>>>

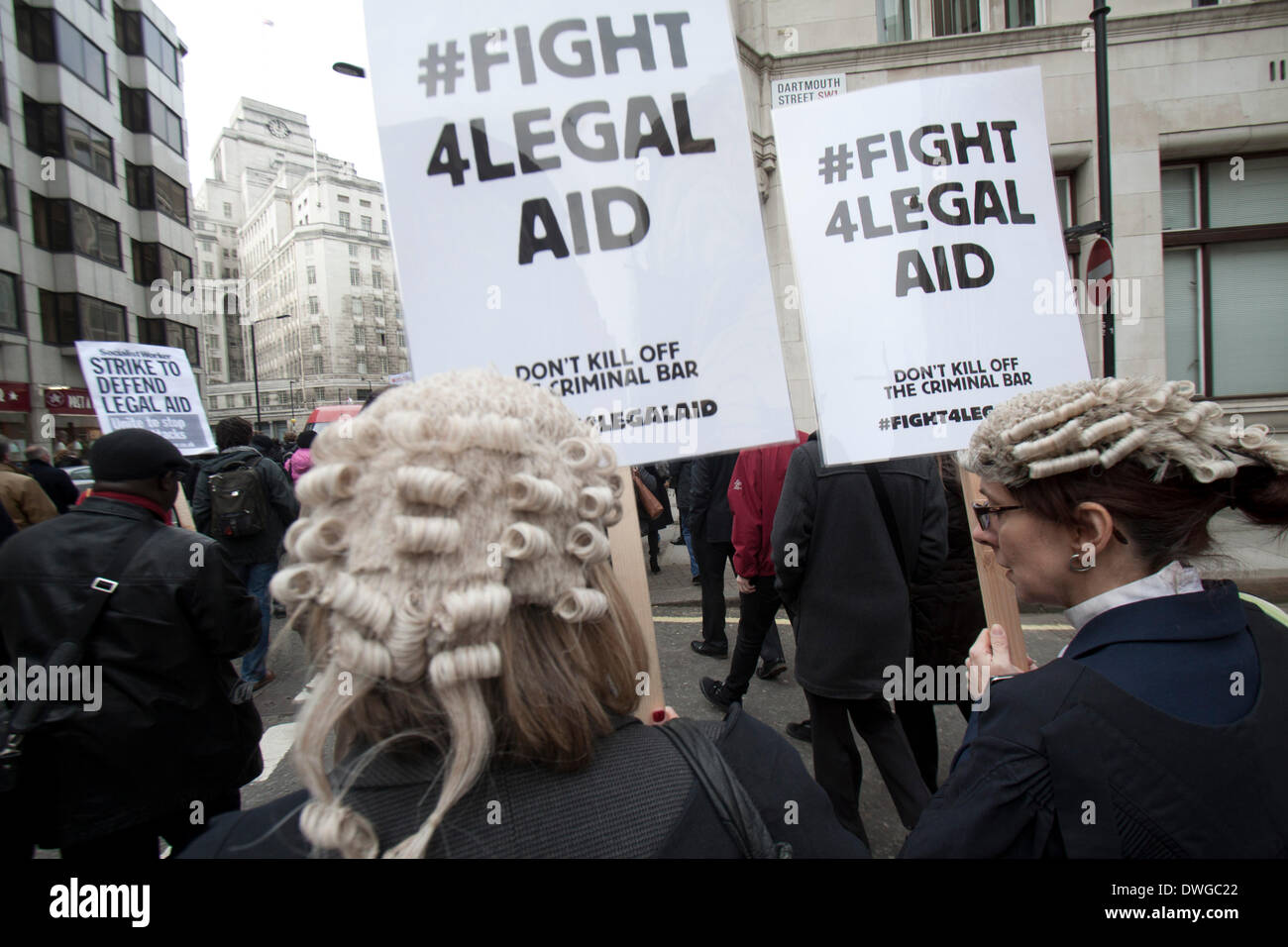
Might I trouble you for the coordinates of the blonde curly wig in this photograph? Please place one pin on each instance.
(454, 526)
(1103, 421)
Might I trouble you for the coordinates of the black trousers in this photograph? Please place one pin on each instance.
(712, 558)
(838, 767)
(140, 843)
(758, 633)
(917, 719)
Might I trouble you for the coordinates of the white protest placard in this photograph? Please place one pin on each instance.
(149, 386)
(574, 201)
(930, 260)
(794, 91)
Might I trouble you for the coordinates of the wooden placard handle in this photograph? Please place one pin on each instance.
(183, 510)
(995, 587)
(623, 540)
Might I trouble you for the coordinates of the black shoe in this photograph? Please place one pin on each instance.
(803, 731)
(769, 671)
(717, 693)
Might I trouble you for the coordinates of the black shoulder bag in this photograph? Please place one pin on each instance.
(14, 725)
(725, 791)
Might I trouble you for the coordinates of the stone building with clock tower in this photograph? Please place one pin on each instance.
(292, 241)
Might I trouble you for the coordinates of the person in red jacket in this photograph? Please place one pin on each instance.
(754, 491)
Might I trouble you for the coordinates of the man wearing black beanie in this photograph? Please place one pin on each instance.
(165, 736)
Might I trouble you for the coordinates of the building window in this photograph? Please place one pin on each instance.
(53, 131)
(138, 35)
(7, 197)
(172, 334)
(142, 111)
(47, 37)
(159, 262)
(894, 21)
(65, 317)
(147, 188)
(1021, 13)
(11, 313)
(68, 227)
(1225, 248)
(954, 17)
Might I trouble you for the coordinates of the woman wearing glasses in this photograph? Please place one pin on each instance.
(1159, 729)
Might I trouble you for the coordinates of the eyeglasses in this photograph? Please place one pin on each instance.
(984, 513)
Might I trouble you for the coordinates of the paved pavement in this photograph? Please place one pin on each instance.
(1254, 558)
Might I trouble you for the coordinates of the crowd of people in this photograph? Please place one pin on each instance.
(446, 558)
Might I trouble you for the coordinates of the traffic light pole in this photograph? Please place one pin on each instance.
(1099, 13)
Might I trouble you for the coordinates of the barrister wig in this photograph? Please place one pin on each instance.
(450, 566)
(1162, 463)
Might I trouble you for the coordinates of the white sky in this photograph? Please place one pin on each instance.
(235, 53)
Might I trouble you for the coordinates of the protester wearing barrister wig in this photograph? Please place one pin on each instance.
(1159, 731)
(481, 661)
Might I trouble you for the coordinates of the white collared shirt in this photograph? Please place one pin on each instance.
(1172, 579)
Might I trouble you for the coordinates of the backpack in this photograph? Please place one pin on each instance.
(239, 505)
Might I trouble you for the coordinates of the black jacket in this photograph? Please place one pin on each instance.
(265, 547)
(1128, 720)
(837, 571)
(55, 483)
(166, 733)
(947, 611)
(709, 517)
(635, 799)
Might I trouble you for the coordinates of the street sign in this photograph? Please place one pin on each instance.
(1100, 269)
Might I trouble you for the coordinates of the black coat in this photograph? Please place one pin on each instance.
(166, 733)
(635, 799)
(837, 571)
(55, 483)
(709, 517)
(948, 612)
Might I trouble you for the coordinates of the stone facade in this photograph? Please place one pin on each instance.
(1184, 82)
(50, 155)
(308, 262)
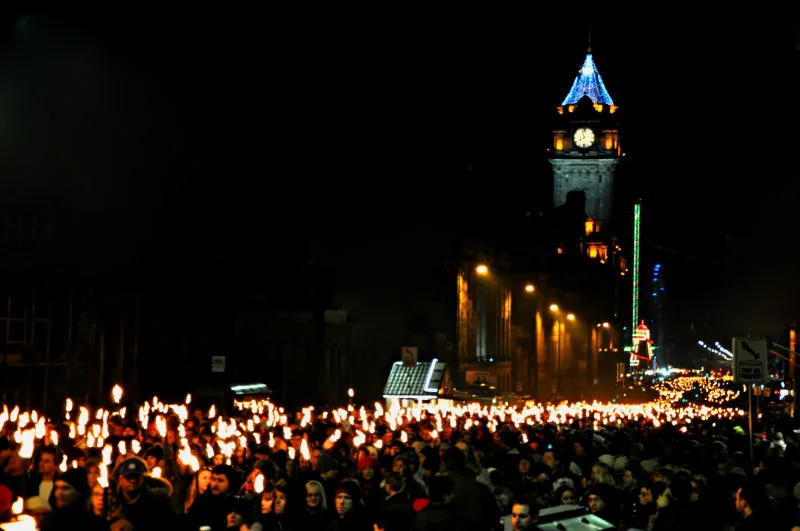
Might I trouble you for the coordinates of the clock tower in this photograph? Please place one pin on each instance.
(586, 147)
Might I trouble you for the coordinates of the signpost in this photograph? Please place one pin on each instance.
(750, 360)
(218, 363)
(409, 356)
(750, 368)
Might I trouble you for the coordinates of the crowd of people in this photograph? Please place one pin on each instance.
(638, 474)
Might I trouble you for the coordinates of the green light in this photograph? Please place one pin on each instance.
(637, 210)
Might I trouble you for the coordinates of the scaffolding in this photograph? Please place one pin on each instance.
(25, 357)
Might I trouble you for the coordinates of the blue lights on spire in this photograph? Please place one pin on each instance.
(588, 83)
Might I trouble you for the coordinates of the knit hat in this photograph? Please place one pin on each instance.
(132, 466)
(38, 504)
(77, 478)
(230, 473)
(325, 463)
(351, 488)
(367, 462)
(5, 498)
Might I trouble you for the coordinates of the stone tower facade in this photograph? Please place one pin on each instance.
(586, 144)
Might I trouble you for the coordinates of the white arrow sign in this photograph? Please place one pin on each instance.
(750, 360)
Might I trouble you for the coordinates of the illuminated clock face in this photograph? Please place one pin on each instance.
(584, 137)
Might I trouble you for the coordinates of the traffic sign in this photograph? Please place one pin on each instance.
(409, 355)
(750, 360)
(218, 363)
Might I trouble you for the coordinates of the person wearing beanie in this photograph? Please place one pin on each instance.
(370, 477)
(351, 513)
(141, 505)
(218, 507)
(71, 510)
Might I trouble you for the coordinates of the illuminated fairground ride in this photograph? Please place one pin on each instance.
(642, 346)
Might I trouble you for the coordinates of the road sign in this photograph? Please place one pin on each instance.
(217, 363)
(750, 360)
(409, 356)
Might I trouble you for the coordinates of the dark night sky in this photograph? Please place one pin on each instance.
(210, 133)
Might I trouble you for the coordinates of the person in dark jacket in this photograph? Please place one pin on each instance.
(440, 512)
(71, 511)
(144, 504)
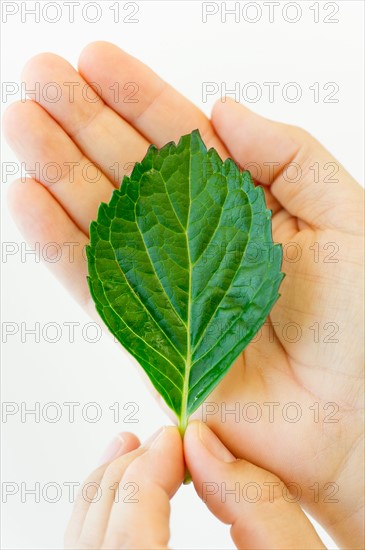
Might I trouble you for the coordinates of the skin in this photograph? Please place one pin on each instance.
(272, 369)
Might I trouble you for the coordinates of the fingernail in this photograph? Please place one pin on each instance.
(213, 444)
(113, 450)
(153, 438)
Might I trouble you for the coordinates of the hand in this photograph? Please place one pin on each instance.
(257, 504)
(94, 134)
(126, 504)
(108, 515)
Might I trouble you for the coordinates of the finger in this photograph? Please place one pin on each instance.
(248, 498)
(99, 132)
(41, 144)
(44, 223)
(296, 165)
(141, 97)
(141, 520)
(123, 444)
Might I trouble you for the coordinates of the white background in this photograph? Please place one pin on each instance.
(173, 40)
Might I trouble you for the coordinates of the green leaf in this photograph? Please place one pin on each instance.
(182, 268)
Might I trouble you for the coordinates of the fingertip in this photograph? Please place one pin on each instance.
(92, 51)
(201, 439)
(39, 64)
(122, 443)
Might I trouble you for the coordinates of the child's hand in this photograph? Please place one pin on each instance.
(311, 351)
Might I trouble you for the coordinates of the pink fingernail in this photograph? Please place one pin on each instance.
(113, 450)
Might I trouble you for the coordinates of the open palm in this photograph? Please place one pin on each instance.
(291, 403)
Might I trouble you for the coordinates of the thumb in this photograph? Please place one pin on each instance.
(255, 502)
(305, 178)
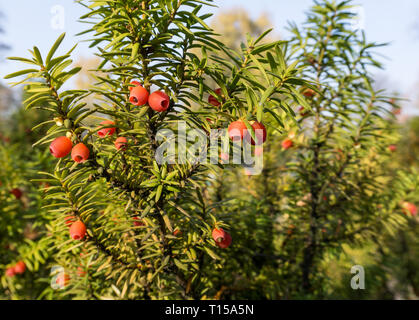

<<<

REQUIRED WORK =
Every line above has to be output exactly; the pictures must be dropped.

PROBLEM SOLUTION =
Might I trouble you for the coordinates of the blonde curly wig in this photograph? Please place one pin on each instance.
(454, 526)
(1103, 421)
Might I trouble you for the coordinates of the black trousers in this photograph? Please place one pin on each instance.
(712, 558)
(838, 767)
(140, 843)
(758, 633)
(917, 719)
Might I trouble you for the coordinates of the white protest placard in this photograph? Please place one pin on each instance.
(149, 386)
(574, 201)
(930, 260)
(794, 91)
Might I trouble you for the coordinates of the wooden placard handle in this photograph? Please place one pin on each instance.
(183, 510)
(995, 587)
(623, 540)
Might I trouble you for the coordinates of the black shoe in this photograph? Please place one pin on each instance.
(803, 731)
(769, 671)
(717, 693)
Might I trouble you for the coordinates of the black shoulder bag in this photograph? Please place one pin on each instance.
(14, 725)
(725, 791)
Might I trouble you for the coordinates of the stone building with clock tower in this photograph? Please place one pin on each instance.
(292, 241)
Might I trouble you for the coordinates of the person in red jacket in this photograph? Please place one pin on each instance.
(754, 491)
Might I trouble you for the coordinates of the man wearing black beanie in this photograph? Please place one pin on each instance.
(165, 736)
Might I trouble you for the coordinates of the building window in this photograph? Please place one pin on each instance.
(53, 131)
(138, 35)
(7, 197)
(172, 334)
(142, 111)
(47, 37)
(159, 262)
(894, 21)
(65, 317)
(147, 188)
(1021, 13)
(11, 313)
(68, 227)
(1225, 248)
(954, 17)
Might I trouble you for the coordinates of the woman wearing glasses in this photograph? Please place one pin on each instance.
(1159, 729)
Might I trouble you for the coordinates of the eyeglasses in this photograph? Please place one pin on each instance.
(984, 513)
Might I trouble you for the coordinates of the paved pavement in this photograph? Please place one pin on each instance.
(1254, 558)
Might I trouble you for the coordinates of the crowd of people in this photograph? Please place one pin on each instance.
(446, 558)
Might I trouble you for the coordinates of the traffic light pole in this photograph? Please place one pin on each instance.
(1099, 13)
Might I trouble you for the coordinates of the barrister wig in this photograph? Please place one pin on each instance.
(450, 566)
(1162, 463)
Might I trouble you for the coordinates of the white sky in this photograph? Please place one pin on each instance.
(235, 53)
Might I trouble you for the coordinates of the protester wearing barrister wig in this photograph? Please place one pin on each instance.
(1159, 731)
(481, 661)
Might I trouble you for the coordinates of the white collared shirt in this photograph? Please place one pin on each instance.
(1172, 579)
Might I trouble you for the coordinates of the backpack in this photograph? Please place one pin on each instance.
(239, 505)
Might I trouble you for the coordinates of the black jacket in this photograph? Please place one pin on each instance.
(265, 547)
(1128, 720)
(837, 571)
(55, 483)
(166, 733)
(947, 611)
(709, 517)
(635, 799)
Might I trouble you for the coordinates of the street sign in this photograph? Please place one pin on each instance.
(1100, 269)
Might I trouble you for the coordinates of the black coat in this photograph? Please place one pin on each instance.
(166, 733)
(635, 799)
(837, 571)
(55, 483)
(709, 517)
(948, 612)
Might I trouble you for the coordinates of the stone facade in this photograph? Please place one pin on each instance.
(1184, 82)
(50, 155)
(308, 262)
Might I trouble you for the coordinates of the clock tower in this photograph? Please place one pin on each instance.
(586, 147)
Might I trouble you for the coordinates of the signpost in this photograph? Please place one pin on each instance.
(750, 360)
(218, 363)
(409, 356)
(750, 368)
Might I trouble you for the coordinates of the crowd of people in this photograph? Please place one pin on each instance.
(638, 474)
Might I trouble you for the coordinates of the green light in this photograph? Please place one pin on each instance.
(637, 210)
Might I trouble you for the coordinates of the scaffolding in this photograph? Please place one pin on each instance.
(25, 357)
Might I trouble you for the coordinates of the blue lights on spire in this photograph? Please place one pin on each instance.
(588, 83)
Might I trouble you for the coordinates of the knit hat in this photograph? Please place one pin on each instance.
(132, 466)
(38, 504)
(77, 478)
(230, 473)
(325, 463)
(351, 488)
(367, 462)
(5, 498)
Might I trouble you for the coordinates of the stone tower facade in this photograph? Please place one pin on each instance.
(586, 144)
Might I trouble you for the coordinates of the white arrow sign in this photograph? Please place one pin on each instance.
(750, 360)
Might I trouble you for the coordinates of the illuminated clock face in this photograph? Please place one pin on each instance.
(584, 137)
Might I trouble you for the coordinates of the traffic sign in this photograph? Please place one pin on each instance.
(409, 355)
(750, 360)
(218, 363)
Might I trouble you for the coordinates of the person wearing beanie in this photograph? Please place one pin on each instance.
(370, 477)
(351, 513)
(141, 505)
(218, 507)
(71, 510)
Might I trouble you for the coordinates of the illuminated fairground ride in this photograph? Please place one pin on each instance.
(642, 346)
Might I trouble you for the coordinates of the road sign in this photograph? Please place one pin on each instance.
(217, 363)
(750, 360)
(409, 356)
Might I trouble you for the coordinates of the dark night sky in this photograph? Please place one pin on each instance.
(210, 133)
Might I trouble you for the coordinates of the person in dark jacket in this photograph? Please place one pin on each instance.
(440, 512)
(71, 511)
(144, 504)
Might I trouble you for the coordinates of the skin in this photograph? Please place one pin on each instance.
(272, 369)
Might I trouble you for the coordinates of the fingernail in this photograph? Please place one pin on each instance.
(213, 444)
(113, 450)
(153, 438)
Might I trouble you for the coordinates of the hand in this photograph? Please place one pin on each instance.
(257, 504)
(94, 134)
(126, 504)
(108, 515)
Might I trouble you for the coordinates of the finger in this photograph? Please place one pin on each instance.
(248, 498)
(99, 132)
(41, 144)
(44, 223)
(296, 165)
(141, 97)
(141, 520)
(123, 444)
Might I trouble you for the coordinates of the white background in this photograph? Please place one pin on each instance.
(173, 40)
Might I trouble you for the coordinates of the green leaf in this photograph? Please place one pin on each instance.
(182, 268)
Might I trouble you for the coordinates of the fingertip in this photograph? Please place one pin on each instance.
(92, 51)
(201, 439)
(39, 64)
(122, 443)
Might I trouble you for the coordinates of the child's hand in this photograph? Please place one pin on each instance.
(311, 351)
Might I trouble you for the coordinates of the pink fingernail in this photograph? Please place one pin on each instance.
(113, 450)
Might I trouble you for the coordinates of the open palm in this photograph? Please place one pin on each instance.
(291, 403)
Might I trouble you for the coordinates of the thumb in this photograph? Please place one pin on each instance.
(255, 502)
(305, 178)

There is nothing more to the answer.